• [TEXT EXTRACT]
....................
I'm stuck in this problem:
"Let $i:S^2\rightarrow \mathbb{R}^3$ the inclusion. Prove that the map $i_{*}:TS^2\rightarrow T\mathbb{R}^3$ is an embedding".
I consider $p=(x_1,x_2,x_3)\in S^2$ and $X=(X^1,X^2,X^3)\in TS^2$, so \begin{array}{crcl} i: &S^2 & \longrightarrow & \mathbb{R}^3 \\ & p & \longmapsto & i(p)=p \end{array} and \begin{array}{crcl} i_*: & TS^2 & \longrightarrow & T\mathbb{R}^3 \\ & (p,X) & \longmapsto & \big(i(p),i_{*p}(X)\big)=\big(p, J_i X^T\big) \end{array} where $J_i$ is the Jacobian matrix of $i$. If we compute the Jacobian matrix of $i_*$, we get \begin{equation}J_{i_*}=\left( \begin{array}{cc} \frac{\partial(x_1,x_2,x_3)}{\partial (x_1,x_2,x_3)} & \frac{\partial (x_1,x_2,x_3)}{\partial (X^1,X^2,X^3)} \\ \frac{\partial J_i X^T}{\partial (x_1,x_2,x_3)} & \frac{\partial J_i X^T}{\partial (X^1,X^2,X^3)} \end{array} \right)=\left( \begin{array}{cc} J_i & 0 \\ \frac{\partial J_i X^T}{\partial (x_1,x_2,x_3)} & J_i \end{array} \right) \end{equation} Since $i$ is an embedding, it's an immersione and then $J_i$ has full rank, per columns, $rank(J_i)=\dim(S^2)$. So we have that $J_{i_*}$ has full rank, per columns, $rank(J_{i_*})=\dim(TS^2)$ and then $i_*$ is an immersion.
....................
• [DATA BLOCK]
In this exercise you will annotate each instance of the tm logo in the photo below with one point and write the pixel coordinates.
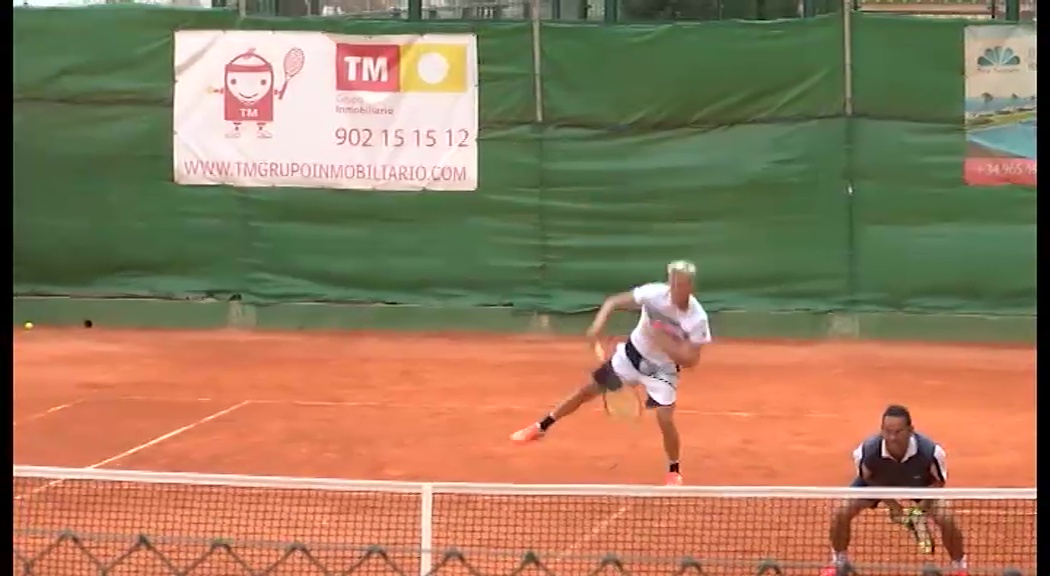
....................
• [DIRECTION]
Decide whether each statement below agrees with the forum post above, and answer yes or no for each, quoting the words of the post that settle it. 1. The writer reports having already solved the problem. 2. The argument relies on the inclusion i being an embedding. 3. The writer concludes that i_* is a submersion.

• [EXERCISE RESPONSE]
1. No: "I'm stuck in this problem"
2. Yes: "Since $i$ is an embedding"
3. No: "and then $i_*$ is an immersion"